■ DATA IN THIS EXERCISE ■
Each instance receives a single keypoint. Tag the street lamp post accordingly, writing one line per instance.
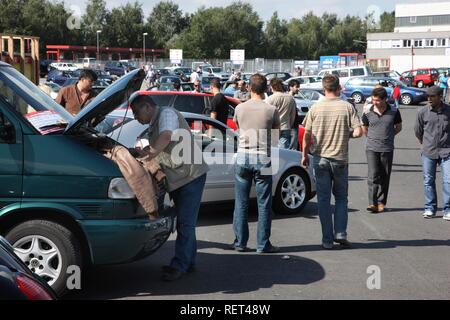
(144, 34)
(98, 45)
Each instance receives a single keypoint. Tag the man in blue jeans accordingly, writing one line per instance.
(328, 124)
(256, 120)
(185, 178)
(432, 128)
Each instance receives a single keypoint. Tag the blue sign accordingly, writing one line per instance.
(329, 61)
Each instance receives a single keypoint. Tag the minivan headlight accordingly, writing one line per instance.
(119, 189)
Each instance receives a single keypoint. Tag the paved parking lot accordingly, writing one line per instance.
(411, 253)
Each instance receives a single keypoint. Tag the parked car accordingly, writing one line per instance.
(293, 185)
(117, 68)
(307, 81)
(389, 74)
(60, 77)
(346, 73)
(17, 282)
(63, 66)
(217, 72)
(280, 75)
(50, 88)
(98, 86)
(60, 197)
(421, 78)
(360, 89)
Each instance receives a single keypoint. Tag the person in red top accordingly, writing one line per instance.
(396, 95)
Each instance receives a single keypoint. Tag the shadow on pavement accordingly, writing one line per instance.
(228, 272)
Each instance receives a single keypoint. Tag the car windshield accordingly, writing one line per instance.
(36, 107)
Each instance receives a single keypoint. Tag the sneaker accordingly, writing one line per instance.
(327, 246)
(428, 214)
(344, 243)
(270, 249)
(238, 249)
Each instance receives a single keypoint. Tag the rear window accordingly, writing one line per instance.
(193, 104)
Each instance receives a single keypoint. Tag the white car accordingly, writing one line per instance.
(63, 66)
(293, 185)
(307, 82)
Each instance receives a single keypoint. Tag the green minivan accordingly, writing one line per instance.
(64, 204)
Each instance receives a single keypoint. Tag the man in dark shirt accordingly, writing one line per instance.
(433, 131)
(76, 97)
(380, 124)
(219, 104)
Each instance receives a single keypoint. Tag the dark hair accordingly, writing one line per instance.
(330, 83)
(215, 83)
(379, 93)
(88, 74)
(141, 101)
(294, 83)
(258, 83)
(277, 84)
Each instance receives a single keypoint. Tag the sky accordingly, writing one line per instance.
(287, 9)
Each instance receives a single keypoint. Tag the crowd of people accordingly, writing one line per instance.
(329, 126)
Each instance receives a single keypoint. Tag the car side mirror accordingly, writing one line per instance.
(7, 131)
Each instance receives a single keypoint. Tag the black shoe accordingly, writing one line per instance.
(270, 249)
(171, 274)
(169, 268)
(238, 249)
(344, 243)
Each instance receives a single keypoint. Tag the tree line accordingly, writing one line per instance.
(206, 33)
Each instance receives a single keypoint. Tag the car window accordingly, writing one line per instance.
(357, 72)
(192, 104)
(215, 137)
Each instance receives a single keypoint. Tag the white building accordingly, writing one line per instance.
(421, 39)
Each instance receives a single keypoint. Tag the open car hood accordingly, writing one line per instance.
(108, 100)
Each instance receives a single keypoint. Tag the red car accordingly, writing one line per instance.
(421, 77)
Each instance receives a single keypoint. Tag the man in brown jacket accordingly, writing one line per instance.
(76, 97)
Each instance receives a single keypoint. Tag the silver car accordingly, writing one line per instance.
(293, 185)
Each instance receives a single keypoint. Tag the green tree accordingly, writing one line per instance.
(166, 21)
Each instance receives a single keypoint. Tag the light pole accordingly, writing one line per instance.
(98, 45)
(143, 57)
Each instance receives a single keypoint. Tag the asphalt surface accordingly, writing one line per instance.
(412, 254)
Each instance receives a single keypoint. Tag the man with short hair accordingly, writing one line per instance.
(287, 108)
(380, 124)
(77, 96)
(242, 94)
(185, 179)
(294, 89)
(219, 104)
(328, 124)
(432, 128)
(255, 120)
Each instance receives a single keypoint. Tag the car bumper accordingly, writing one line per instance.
(127, 240)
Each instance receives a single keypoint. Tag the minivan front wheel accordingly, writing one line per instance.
(48, 249)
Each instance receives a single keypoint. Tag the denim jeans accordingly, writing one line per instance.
(429, 182)
(247, 169)
(285, 139)
(332, 176)
(294, 139)
(187, 203)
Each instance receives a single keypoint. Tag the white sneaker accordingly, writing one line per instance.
(428, 214)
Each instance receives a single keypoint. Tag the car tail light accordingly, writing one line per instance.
(32, 289)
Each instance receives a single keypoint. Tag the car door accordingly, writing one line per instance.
(219, 147)
(11, 157)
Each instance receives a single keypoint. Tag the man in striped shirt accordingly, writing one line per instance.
(329, 124)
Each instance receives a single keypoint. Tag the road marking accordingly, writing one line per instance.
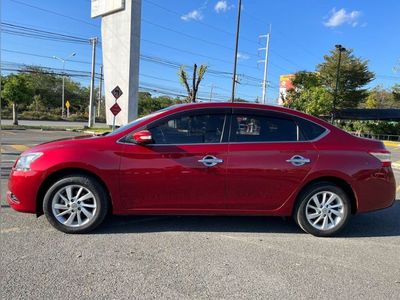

■ EXERCISE INSTRUCTIONS ■
Please rewrite all of the data above as a numbered list, skipping blank lines and leaving out the pictures.

■ THE REPLY ■
1. Each instance receives a single keypoint. Tag the street lamp post accordingly, writing one line per instance.
2. (144, 34)
3. (98, 45)
4. Each instance receives a single keypoint. Tag the man in blue jeans accordingly, writing one line per instance.
5. (328, 124)
6. (256, 120)
7. (185, 178)
8. (432, 128)
9. Each instance receives a single keypoint. Tag the blue sign accordingly, writing one line per instance.
10. (329, 61)
11. Each instance receives a single keypoint. Tag the minivan headlight accordingly, writing one line per instance.
12. (119, 189)
13. Each instance receives a single keypoint. Tag the paved parking lot accordingly, writing one line per instance.
14. (411, 253)
15. Each instance receives a single keypoint. Tag the parked car accordingly, writing one line per instance.
16. (293, 185)
17. (117, 68)
18. (307, 81)
19. (389, 74)
20. (60, 77)
21. (346, 73)
22. (17, 282)
23. (63, 66)
24. (217, 72)
25. (280, 75)
26. (50, 88)
27. (98, 86)
28. (60, 197)
29. (421, 78)
30. (360, 89)
31. Each instance receives a single keypoint. Tag the person in red top accordingly, writing one line per instance.
32. (396, 95)
33. Each instance receives a single keypoint. Tag the shadow on pavement accordingly, writing one line per instance.
34. (228, 272)
35. Each instance receives a single keypoint. Tag the car windshield accordingly, writing one line per instance.
36. (36, 107)
37. Each instance receives a single keypoint. Tag the sneaker accordingly, writing one line per instance.
38. (327, 246)
39. (428, 214)
40. (344, 243)
41. (270, 249)
42. (238, 249)
43. Each instance receives a single keypoint. Tag the rear window accordingly, writing one line per instance.
44. (193, 104)
45. Each instance receives a single keypoint. Tag the white car accordingly, writing one line per instance.
46. (63, 66)
47. (293, 185)
48. (307, 82)
49. Each instance receives a single keypoint. Tag the green minivan accordingly, writing one line per instance.
50. (64, 204)
51. Each instance receives a single keypoint. Tag the man in dark shirt accordingly, writing one line per instance.
52. (433, 131)
53. (76, 97)
54. (380, 124)
55. (219, 104)
56. Each instance receives a single keypoint. Tag the dark hair accordingly, writing one line per instance.
57. (330, 83)
58. (215, 83)
59. (379, 93)
60. (88, 74)
61. (141, 101)
62. (294, 83)
63. (258, 83)
64. (277, 84)
65. Each instance receives a single keypoint. Tag the sky accordingly, writing one line per instance.
66. (287, 9)
67. Each instance receives a single keypoint. Tag the crowd of people accordingly, writing one line per instance.
68. (329, 126)
69. Each instance receives a single keypoint. Tag the car side mirror accordingly, writing one line per instance.
70. (7, 131)
71. Each instance receives a single keypoint. Tag the black shoe accordingly, writing one line per instance.
72. (270, 249)
73. (171, 274)
74. (169, 268)
75. (238, 249)
76. (344, 243)
77. Each instance receives a single keypoint. Tag the tree line accordingly, writing one line per instance.
78. (206, 33)
79. Each instance receives a single keypoint. Tag the car window accordingly, writing one line per instance.
80. (357, 72)
81. (192, 104)
82. (215, 137)
83. Each instance receives a single keypoint. Tag the white building accordingly, writing one line per instance.
84. (421, 39)
85. Each instance receives a single keypoint. Tag the open car hood accordingly, writing one line per instance.
86. (108, 100)
87. Each instance receives a single keypoint. Tag the red car accordingly, writing one line per instance.
88. (421, 77)
89. Each instance receives a single keypoint. Tag the man in brown jacket accordingly, writing one line per instance.
90. (76, 97)
91. Each instance receives a single keypoint. Tag the silver car accordingly, writing one line per instance.
92. (293, 185)
93. Each instance receives a single keypoint. Tag the green tree accordingly, writing one line per instance.
94. (166, 21)
95. Each instance receives a single keypoint. Tag the light pole accordingly, writing one line per instance.
96. (98, 45)
97. (143, 57)
98. Each instance receives a single keypoint. Tag the asphalt surface accordingly, writing one line per instance.
99. (412, 254)
100. Each instance receives a single keypoint. Tag the man with short hair accordingly, writing one line per instance.
101. (287, 108)
102. (380, 124)
103. (77, 96)
104. (242, 94)
105. (185, 179)
106. (294, 89)
107. (219, 104)
108. (328, 124)
109. (432, 128)
110. (255, 120)
111. Each instance receives a single keypoint. Tag the car bumper accordingly, writing one line per instance.
112. (127, 240)
113. Each instance receives a single keypoint. Tag the minivan front wheel accordingly, writing one line per instance.
114. (48, 249)
115. Each instance receives a single keypoint. Tag the denim jeans accordingly, writing one line per instance.
116. (429, 182)
117. (247, 169)
118. (285, 139)
119. (332, 176)
120. (294, 139)
121. (187, 203)
122. Each instance receives a single keypoint. Tag the white sneaker accordingly, writing one line per instance.
123. (428, 214)
124. Each instance receives a single keypoint. Tag the car tail light accordingly, writing one line per instance.
125. (32, 289)
126. Each instance receives a single keypoint. Tag the car door accordingly, writing one line per instance.
127. (219, 147)
128. (11, 157)
129. Each instance receives a single keypoint. Tag the man in striped shirt accordingly, writing one line per instance.
130. (329, 124)
131. Each instance receives a single keypoint. Tag the road marking accordingly, writing one line per instance.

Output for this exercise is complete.